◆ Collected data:
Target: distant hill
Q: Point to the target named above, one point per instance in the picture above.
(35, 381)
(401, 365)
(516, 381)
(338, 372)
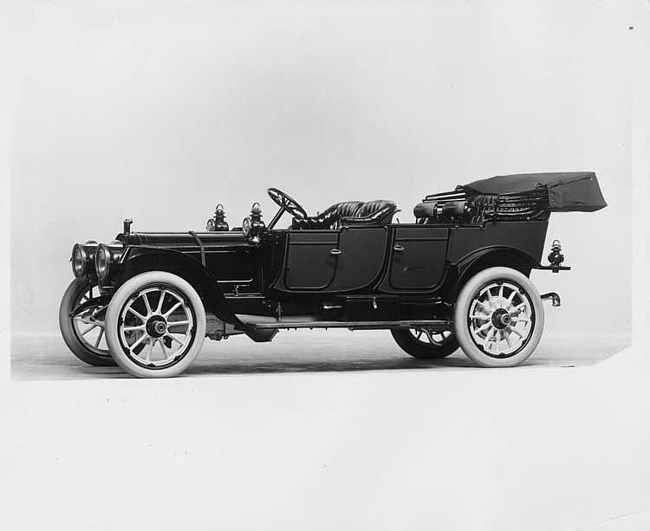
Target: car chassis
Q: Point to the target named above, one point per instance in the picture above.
(456, 277)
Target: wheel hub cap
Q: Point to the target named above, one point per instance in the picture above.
(157, 326)
(501, 318)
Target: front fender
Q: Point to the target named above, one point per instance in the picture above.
(141, 259)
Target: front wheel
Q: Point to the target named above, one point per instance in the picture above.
(155, 325)
(499, 318)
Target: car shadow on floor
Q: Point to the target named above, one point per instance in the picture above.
(41, 360)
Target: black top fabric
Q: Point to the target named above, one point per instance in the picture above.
(567, 191)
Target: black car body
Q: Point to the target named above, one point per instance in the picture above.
(349, 267)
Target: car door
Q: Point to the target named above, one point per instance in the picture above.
(310, 259)
(417, 260)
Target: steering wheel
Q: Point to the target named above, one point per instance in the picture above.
(286, 204)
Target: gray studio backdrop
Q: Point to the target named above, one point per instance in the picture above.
(159, 111)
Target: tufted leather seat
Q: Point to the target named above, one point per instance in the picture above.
(379, 212)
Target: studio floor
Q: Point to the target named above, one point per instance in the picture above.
(46, 357)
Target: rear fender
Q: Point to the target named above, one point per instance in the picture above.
(141, 260)
(476, 262)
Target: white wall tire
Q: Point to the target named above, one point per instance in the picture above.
(499, 318)
(155, 325)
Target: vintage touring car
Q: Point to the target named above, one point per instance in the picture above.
(458, 276)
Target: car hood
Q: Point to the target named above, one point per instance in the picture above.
(567, 191)
(185, 239)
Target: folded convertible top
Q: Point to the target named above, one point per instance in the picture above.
(567, 191)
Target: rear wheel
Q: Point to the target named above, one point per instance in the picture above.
(81, 320)
(499, 318)
(155, 325)
(426, 344)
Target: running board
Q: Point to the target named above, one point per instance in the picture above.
(437, 325)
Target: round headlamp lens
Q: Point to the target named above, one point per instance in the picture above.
(79, 258)
(102, 261)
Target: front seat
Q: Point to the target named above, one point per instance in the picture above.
(349, 213)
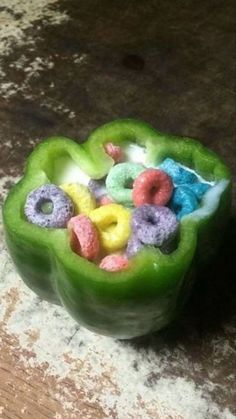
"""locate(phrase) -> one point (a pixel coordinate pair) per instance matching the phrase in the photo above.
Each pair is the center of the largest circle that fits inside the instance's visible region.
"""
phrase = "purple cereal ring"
(97, 187)
(134, 246)
(48, 206)
(154, 225)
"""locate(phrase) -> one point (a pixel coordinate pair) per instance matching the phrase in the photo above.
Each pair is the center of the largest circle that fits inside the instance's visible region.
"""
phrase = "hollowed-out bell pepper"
(148, 295)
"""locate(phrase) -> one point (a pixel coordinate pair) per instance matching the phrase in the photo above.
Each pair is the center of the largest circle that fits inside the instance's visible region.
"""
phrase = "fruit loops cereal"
(131, 208)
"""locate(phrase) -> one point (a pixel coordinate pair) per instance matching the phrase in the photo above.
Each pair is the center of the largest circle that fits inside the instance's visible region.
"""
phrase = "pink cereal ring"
(83, 237)
(153, 186)
(105, 200)
(114, 151)
(114, 263)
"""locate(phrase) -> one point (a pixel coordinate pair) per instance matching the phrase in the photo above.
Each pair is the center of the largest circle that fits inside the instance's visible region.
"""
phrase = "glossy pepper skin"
(148, 295)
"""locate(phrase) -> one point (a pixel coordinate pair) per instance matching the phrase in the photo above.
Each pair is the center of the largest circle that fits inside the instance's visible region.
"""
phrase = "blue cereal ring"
(61, 207)
(119, 181)
(183, 201)
(199, 189)
(178, 174)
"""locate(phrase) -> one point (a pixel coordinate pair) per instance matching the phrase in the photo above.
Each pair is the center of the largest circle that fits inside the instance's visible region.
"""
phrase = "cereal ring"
(114, 151)
(105, 200)
(154, 225)
(113, 223)
(83, 200)
(97, 187)
(84, 238)
(119, 181)
(178, 174)
(183, 201)
(114, 263)
(152, 186)
(199, 189)
(48, 206)
(134, 246)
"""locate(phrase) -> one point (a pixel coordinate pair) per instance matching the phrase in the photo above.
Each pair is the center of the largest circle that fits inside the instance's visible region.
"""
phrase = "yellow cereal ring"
(82, 198)
(113, 224)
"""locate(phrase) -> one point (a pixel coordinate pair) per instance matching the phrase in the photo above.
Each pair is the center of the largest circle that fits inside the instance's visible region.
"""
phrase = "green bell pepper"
(148, 295)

◆ WHAT IS REQUIRED: The result should be every line of the data, reproduced exactly, with the images removed.

◆ RESPONSE:
Target: distant hill
Q: Point to the target named above, one point per instance in the picture above.
(35, 381)
(401, 365)
(516, 381)
(338, 372)
Target: car chassis
Q: Point to the target named above, one point per instance in the picture above.
(456, 277)
Target: wheel hub cap
Q: Point to the target named above, one point per instance in the picture above.
(157, 326)
(501, 318)
Target: front fender
Q: Point to the target named above, one point per instance in the picture above.
(141, 259)
Target: front wheel
Q: Point to the target named above, one point per instance in the picture above.
(155, 325)
(499, 318)
Target: car shadow on floor
Q: Point to the target named above, one point per instance in the picture above.
(41, 360)
Target: black top fabric
Q: Point to the target named above, one point per instance in the picture above.
(567, 191)
Target: black car body
Q: Point to the target named above, one point per instance in the picture above.
(349, 267)
Target: car door
Q: Point to the target named above, one point per instance in the picture above.
(310, 259)
(417, 260)
Target: steering wheel
Q: Point to the target named above, one point per instance in the picture above.
(286, 204)
Target: gray studio backdrop
Q: Point to the target named above, one point per instance in the picture above.
(159, 111)
Target: tufted leather seat
Q: Point to the target named above, one point per instance in the picture above.
(379, 212)
Target: studio floor
Q: Point to the target named above, one point per instance in the picture above.
(46, 357)
Target: rear fender
Q: Point to the target named above, one point per instance in the picture above.
(141, 260)
(476, 262)
Target: white wall tire
Q: Point to the target named above, one point per instance in the picture above.
(499, 318)
(155, 325)
Target: vintage touring car
Q: Point to the target named above, one point per instance in the picture above.
(458, 276)
Target: car hood
Q: Point to the target named above, one point per instance in the picture above.
(567, 191)
(185, 239)
Target: folded convertible top
Q: Point to the target named above, one point per instance in the picture above.
(567, 191)
Target: rear wheel
Q: Point to the target named above, one point per instance in the picture above.
(81, 320)
(499, 318)
(155, 325)
(426, 344)
Target: running board
Q: Point to the target named above, one point per instance in the picture above.
(437, 325)
Target: round headlamp lens
Q: Point to the target named above, one point per instance in the picture above.
(79, 258)
(102, 261)
Target: front seat
Q: Point to the target named above, one point per instance in the picture above.
(349, 213)
"""locate(phrase) -> one point (a pixel coordinate pair) per instance matching the phrase in the photo above.
Each pair is the center of the largest circle that fits inside the instance's visible region.
"""
phrase = "purple cereal ring"
(97, 187)
(134, 246)
(48, 206)
(154, 225)
"""locate(phrase) -> one point (a pixel coordinate pair) per instance matching the phrase in the photo above.
Each pair is the center of the largest circle that fits inside the instance's visible region.
"""
phrase = "hollowed-out bell pepper"
(148, 295)
"""locate(phrase) -> one point (a pixel coordinate pair) per instance matching the phrase in the photo above.
Each pair is the center of the largest circle that fits inside the instance's visible region.
"""
phrase = "fruit loops cereal"
(131, 208)
"""locate(phrase) -> one point (a pixel coordinate pair) per instance matching the phrase in the photo above.
Each pair is the center of the largest circle that fits inside the instance's visible region.
"""
phrase = "pink cereal ring"
(83, 237)
(153, 186)
(105, 200)
(114, 151)
(114, 263)
"""locate(phrase) -> one point (a pixel coordinate pair) per instance matching the phrase in the photo above.
Each pair is the center of the largest circle that fits inside the instance's visible region.
"""
phrase = "glossy pepper skin"
(148, 295)
"""locate(phrase) -> one point (a pixel coordinate pair) per instance matching the phrase in the photo above.
Each pair is the center of the largest circle that fits inside the instance's visible region.
"""
phrase = "blue cereal ring"
(61, 207)
(119, 181)
(183, 201)
(199, 189)
(178, 174)
"""locate(phrase) -> one point (a pixel coordinate pair) per instance matching the phrase in the photo above.
Each pair is the center of the largest circle that fits inside the instance's visible region.
"""
phrase = "cereal ring"
(114, 151)
(105, 200)
(154, 225)
(113, 223)
(83, 200)
(97, 187)
(84, 238)
(119, 181)
(178, 174)
(183, 201)
(114, 263)
(152, 186)
(199, 189)
(48, 206)
(134, 246)
"""locate(phrase) -> one point (a pixel coordinate pair) per instance matching the phrase in the photo above.
Each pair is the center of the largest circle that fits inside the instance's visible region.
"""
phrase = "yellow cereal ring"
(82, 198)
(113, 224)
"""locate(phrase) -> one point (a pixel coordinate pair) per instance matching the phrase in the photo above.
Each pair is the center of the largest circle that fits inside the instance's visible region.
"""
phrase = "green bell pepper"
(148, 295)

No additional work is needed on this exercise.